> [Provided passage]
########

Nebraska Cardinal Pale Ale
American Pale Ale, 5.75%
Named for the South Omaha bar once run by the founder's grandparents, Cardinal Pale Ale was the beer with which longtime homebrewer Paul Kavulak and his wife Kim launched what has become Nebraska’s most recognized brewery. It didn’t come easy -- there was quite a bit of tinkering to get just the right balance of Cascade hops, which Paul eventually arrived at after just dumping in a whole damn bag out of frustration. It seems to have worked out for everyone.
Joseph James Hop Box
Nevada's fun-times destination Las Vegas has been built on sin and boozing since the 1940s, but the city hasn't had much of a craft beer scene since the mid-2000s. Enter Joseph James, based in nearby Henderson, which stormed onto the scene 8+ years ago, and released the big, 85 IBU'd bottle known as Hop Box soon after it opened. As you might guess from the name, it's an imperial IPA that features an inviting grapefruit nose and a glorious hop bite. Nowadays, JJ has transitioned into an all-can lineup, and Hop Box remains the sought-after standout.

########

> [Supplied material]
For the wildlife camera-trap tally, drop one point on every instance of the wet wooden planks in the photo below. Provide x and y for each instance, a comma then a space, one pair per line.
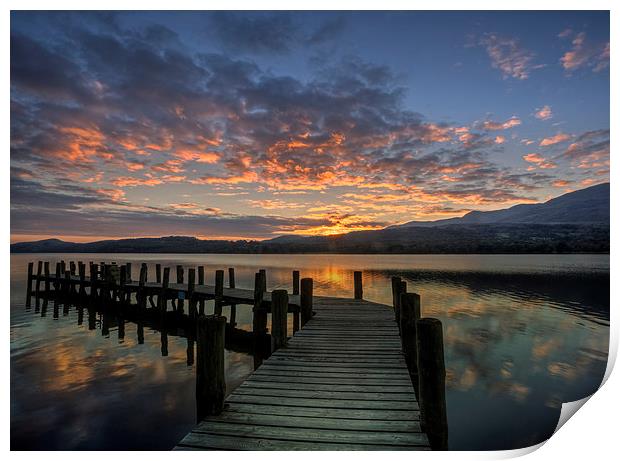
340, 384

########

> [Work to be completed]
Does the beer write-up support each statement below? Answer yes or no for each and quote the deciding words.
1. Cardinal Pale Ale takes its name from a bar that the founder's grandparents once ran.
2. Joseph James is based in Las Vegas.
3. Joseph James now puts out its beers only in cans.

> [Result]
1. Yes: "Named for the South Omaha bar once run by the founder's grandparents"
2. No: "based in nearby Henderson"
3. Yes: "JJ has transitioned into an all-can lineup"